Task details: Write out the data below exactly as given, without any of its pictures.

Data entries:
▼

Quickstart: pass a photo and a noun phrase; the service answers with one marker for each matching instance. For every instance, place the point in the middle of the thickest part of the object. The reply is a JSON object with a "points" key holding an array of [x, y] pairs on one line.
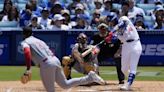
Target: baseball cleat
{"points": [[96, 78], [125, 87]]}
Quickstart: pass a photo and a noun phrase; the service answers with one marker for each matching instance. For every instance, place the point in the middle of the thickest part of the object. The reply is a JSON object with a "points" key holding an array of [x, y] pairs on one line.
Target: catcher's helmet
{"points": [[82, 38], [112, 17]]}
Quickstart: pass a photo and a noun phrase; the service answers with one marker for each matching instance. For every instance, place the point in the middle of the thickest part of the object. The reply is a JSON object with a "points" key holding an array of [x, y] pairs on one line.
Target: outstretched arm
{"points": [[27, 54]]}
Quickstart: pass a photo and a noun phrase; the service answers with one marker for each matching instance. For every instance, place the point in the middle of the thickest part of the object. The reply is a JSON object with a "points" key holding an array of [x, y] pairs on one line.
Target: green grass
{"points": [[13, 73]]}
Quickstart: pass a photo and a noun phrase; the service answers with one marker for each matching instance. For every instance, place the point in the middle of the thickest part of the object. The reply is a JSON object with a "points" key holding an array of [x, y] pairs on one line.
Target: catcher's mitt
{"points": [[26, 77], [88, 67]]}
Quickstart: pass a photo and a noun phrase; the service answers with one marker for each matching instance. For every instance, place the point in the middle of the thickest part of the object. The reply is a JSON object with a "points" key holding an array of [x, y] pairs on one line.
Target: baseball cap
{"points": [[58, 17], [102, 25]]}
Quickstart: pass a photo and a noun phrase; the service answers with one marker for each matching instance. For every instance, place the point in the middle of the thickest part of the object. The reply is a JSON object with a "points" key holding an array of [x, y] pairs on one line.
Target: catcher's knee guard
{"points": [[66, 62]]}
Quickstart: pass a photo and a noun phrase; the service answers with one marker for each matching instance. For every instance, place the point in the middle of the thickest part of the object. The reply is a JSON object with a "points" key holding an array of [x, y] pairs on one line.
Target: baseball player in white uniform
{"points": [[131, 48], [50, 66]]}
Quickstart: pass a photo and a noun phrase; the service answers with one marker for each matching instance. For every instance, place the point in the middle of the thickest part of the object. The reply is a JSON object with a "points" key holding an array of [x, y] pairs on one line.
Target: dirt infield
{"points": [[36, 86]]}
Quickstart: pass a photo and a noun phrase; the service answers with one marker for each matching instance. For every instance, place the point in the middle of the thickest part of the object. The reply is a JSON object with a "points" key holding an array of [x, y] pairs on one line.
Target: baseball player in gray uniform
{"points": [[80, 62], [131, 48], [50, 66]]}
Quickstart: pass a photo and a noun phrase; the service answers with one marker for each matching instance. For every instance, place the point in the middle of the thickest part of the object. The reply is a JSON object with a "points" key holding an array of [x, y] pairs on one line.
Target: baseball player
{"points": [[50, 66], [131, 48], [83, 58], [108, 50]]}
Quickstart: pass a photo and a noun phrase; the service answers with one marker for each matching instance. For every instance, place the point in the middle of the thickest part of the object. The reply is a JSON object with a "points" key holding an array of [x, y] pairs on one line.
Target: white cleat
{"points": [[96, 78], [125, 87]]}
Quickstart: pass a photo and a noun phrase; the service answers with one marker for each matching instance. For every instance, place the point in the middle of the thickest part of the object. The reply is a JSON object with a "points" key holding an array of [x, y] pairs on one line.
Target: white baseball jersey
{"points": [[129, 32], [39, 49]]}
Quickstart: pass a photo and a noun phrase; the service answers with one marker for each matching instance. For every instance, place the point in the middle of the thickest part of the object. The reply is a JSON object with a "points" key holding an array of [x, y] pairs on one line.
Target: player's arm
{"points": [[27, 53], [77, 55], [112, 36]]}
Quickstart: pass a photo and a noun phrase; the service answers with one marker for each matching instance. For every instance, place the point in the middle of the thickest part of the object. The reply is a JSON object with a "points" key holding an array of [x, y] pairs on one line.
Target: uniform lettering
{"points": [[1, 49]]}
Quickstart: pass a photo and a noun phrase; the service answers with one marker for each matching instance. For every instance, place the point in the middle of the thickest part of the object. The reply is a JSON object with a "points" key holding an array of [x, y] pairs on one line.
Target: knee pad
{"points": [[66, 62]]}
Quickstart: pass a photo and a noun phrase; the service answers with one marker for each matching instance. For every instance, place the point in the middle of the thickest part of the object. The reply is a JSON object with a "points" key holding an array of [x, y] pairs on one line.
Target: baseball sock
{"points": [[131, 78]]}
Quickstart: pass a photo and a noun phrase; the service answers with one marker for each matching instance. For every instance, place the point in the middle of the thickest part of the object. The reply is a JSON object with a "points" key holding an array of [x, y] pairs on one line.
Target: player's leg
{"points": [[67, 65], [125, 64], [120, 74], [48, 77], [64, 83]]}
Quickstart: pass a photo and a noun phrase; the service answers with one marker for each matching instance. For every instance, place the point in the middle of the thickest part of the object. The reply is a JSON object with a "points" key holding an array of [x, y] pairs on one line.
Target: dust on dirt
{"points": [[112, 86]]}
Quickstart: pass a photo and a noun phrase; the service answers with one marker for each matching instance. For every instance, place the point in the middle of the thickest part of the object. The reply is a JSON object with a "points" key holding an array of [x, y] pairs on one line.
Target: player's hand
{"points": [[82, 63], [26, 77], [95, 50]]}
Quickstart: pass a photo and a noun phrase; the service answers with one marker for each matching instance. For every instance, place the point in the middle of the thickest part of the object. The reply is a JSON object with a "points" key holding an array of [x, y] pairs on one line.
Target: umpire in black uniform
{"points": [[108, 50]]}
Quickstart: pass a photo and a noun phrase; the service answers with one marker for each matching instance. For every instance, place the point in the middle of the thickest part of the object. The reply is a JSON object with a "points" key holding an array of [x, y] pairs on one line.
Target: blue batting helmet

▲

Answer in full:
Quickstart: pass a photo and a noun phrase; the service answers with one marker for each matching instance. For every instance, place the point in the middle of the thickest part of the object. The reply is a JSON object with a "points" key holding an array of [x, y] pairs on one line.
Target: baseball cleat
{"points": [[96, 78], [125, 87]]}
Quickstart: pass a photo and a noun phrase; the service answers with one marker for each matching instance. For every instance, place the point in the middle of the thickest part of the object. The reply is a JSON object with a "points" key holding an array of [x, y] pairs on one line.
Target: catcher's helmet
{"points": [[82, 38], [112, 17]]}
Quickstart: pass a photo and a noun phrase; the service answers with one marker for each matching instance. For every instance, place the point in the middle of the thickest part of the object. The reply is a JSON object with a "points" key holding an array of [x, y] pairs on one line.
Target: outstretched arm
{"points": [[27, 54]]}
Quickstart: pass a photo and a noun phrase; the service answers with one marker for each matching instance. For every instance, place the point in the middle of the thickest part of the object. The reply is a JSON object with a "points" key holding an array of [x, y] pairs on one line.
Target: green grass
{"points": [[13, 73]]}
Quickstart: pass a photo and a noun phrase; the service answers with one marker for each matching instance. For every instance, place the point in the middle of the thickest part of the object. The reply is a JSON object with a "points" key holding an array of [x, y] pairs on one line.
Target: catcher's mitt
{"points": [[26, 77], [88, 67]]}
Quickstart: pass a photo and a noun phrase; the service answers with one marker for each matching instance. For every instance, place the point in the middle of the thickest part of the object. The reply is a JSON object with a "points" key holding an array of [x, y] pairs on one line.
Target: baseball cap
{"points": [[58, 17], [102, 25]]}
Quickstart: pass a photo and a noun phrase; the service answers with one marker for each matching instance. For every instance, place the point in the middle of the thickest part of the object. The reply is a JSON object with a "points" key holding an array of [x, y] pairs on one line.
Target: catcher's knee guard
{"points": [[66, 62]]}
Quickstart: pass a photo and a noun phrase; the service answers with one marker for each matching instance. For every instance, place the point in the middle of the thickest part of the object. The reply is a JSON object with a "points" key holding an array of [x, y] pairs on one line.
Target: baseball player in white uniform
{"points": [[131, 48], [50, 66]]}
Quickstart: pass a photo and a noun phrase; the service answers with one marker for each matching instance. For every instance, place the point in the middle of the thickest part of the object. The reply is a JSON object with a "points" key holding an array of [x, y] pairs on one line.
Target: dirt infield
{"points": [[36, 86]]}
Quickstart: pass a photo and a noun phrase; the service answers with one marker for each matching instance. For every instance, place the point in the middle of the thickest part of the object. The reply is a JSON object with a "points" key holding an array of [x, y] pairs on one line.
Target: baseball player in gray uniform
{"points": [[80, 62], [131, 48], [50, 66]]}
Quickstart: pass a photo and a noun phrase; the service answers with one marker for each matching instance. For every instance, place the point in the middle of the thickest part of the object. The reply is a JSON object with a "points" key holding an array of [x, y] pairs on one line.
Target: baseball player
{"points": [[50, 66], [131, 48], [83, 58], [108, 50]]}
Quickstart: pass a photo and a noun phrase; the service answers with one marker for each matching instance. For every instance, place the point in the middle of the thickest part of the object. The reply is a JSON object with a "points" key holding an array of [x, y] pairs on one line.
Target: white cleat
{"points": [[96, 78], [125, 87]]}
Quickstart: pass a photo and a noun phrase; the service answers with one marker for each matching instance. For every instance, place the point in the middle of the thickest part of the object. The reply is a JSON object with a "points" key holding an array of [x, y] pairs on one line.
Target: white baseball jersey
{"points": [[129, 32], [39, 49]]}
Quickstart: pass a photo and a noun phrase; the service answers with one marker for each matching instance. For every instance, place the point in the middle of the thickest part of the object. The reply is a JSON object with a "points" key holding an array of [x, y] pairs on one line.
Target: player's arm
{"points": [[27, 53], [77, 55], [112, 36]]}
Quickstart: pass a photo and a noun phrase; the service answers with one marker for each matching instance. For every instance, place the point in the middle of the thickest part of the object. The reply is a JSON object with a "points" key holding an array of [x, y] pairs on one line.
Target: uniform lettering
{"points": [[1, 49]]}
Quickstart: pass a photo and a noun phrase; the service answers with one marker for each matching instance. For every instance, place the point in the middle of the thickest part of the object. The reply is a JSON object with a "points" key holding an array of [x, y] pairs on one line.
Target: knee pad
{"points": [[66, 62]]}
Quickstart: pass a photo and a noun phrase; the service answers with one marker for each matching instance. For every instance, place the point in the middle of the thickest part of the object. The reply is a JSON object with a "points" key holding an array of [x, y] pairs on one line.
Target: baseball sock
{"points": [[131, 78]]}
Quickstart: pass a photo and a noun phrase; the service answers with one marker for each matching instance. For every instance, place the point in the middle of the thickest part of the object. The reply is a JSON object with a "points" key holding an array of [x, y] pairs on one line.
Target: player's leg
{"points": [[67, 65], [125, 64], [120, 74], [48, 77], [64, 83]]}
Quickstart: pass a photo and a noun phrase; the service answers with one marker for each matching instance. For every instance, place the point in the middle of the thickest part of the object. The reply is a JSON object with a "points" key holding an array of [x, y] pairs on one line.
Target: dust on dirt
{"points": [[112, 86]]}
Quickstart: pass a photo and a noun phrase; the service answers with one marker for each matching instance. For every instance, place the point in the middle of the thickest part of the object. The reply is a JSON object with a "points" key holding an array of [x, y] pairs on one line.
Target: player's hand
{"points": [[82, 63], [26, 77], [95, 50]]}
Quickstart: pass a photo and a noun phrase; the service answers with one marker for each matching instance. For every instance, place the point in the middle of the thickest part of the object. The reply is a JSON object with a "points" key holding an array of [x, y] pairs on one line.
Target: umpire in black uniform
{"points": [[108, 50]]}
Quickstart: pass a photo and a noun phrase; the service answers with one marker for each matching instance. For every instance, place the point in the middle of the thickest part of the object. The reply is a JSON object with a "points" key holding an array of [x, y] pairs on one line.
Target: blue batting helmet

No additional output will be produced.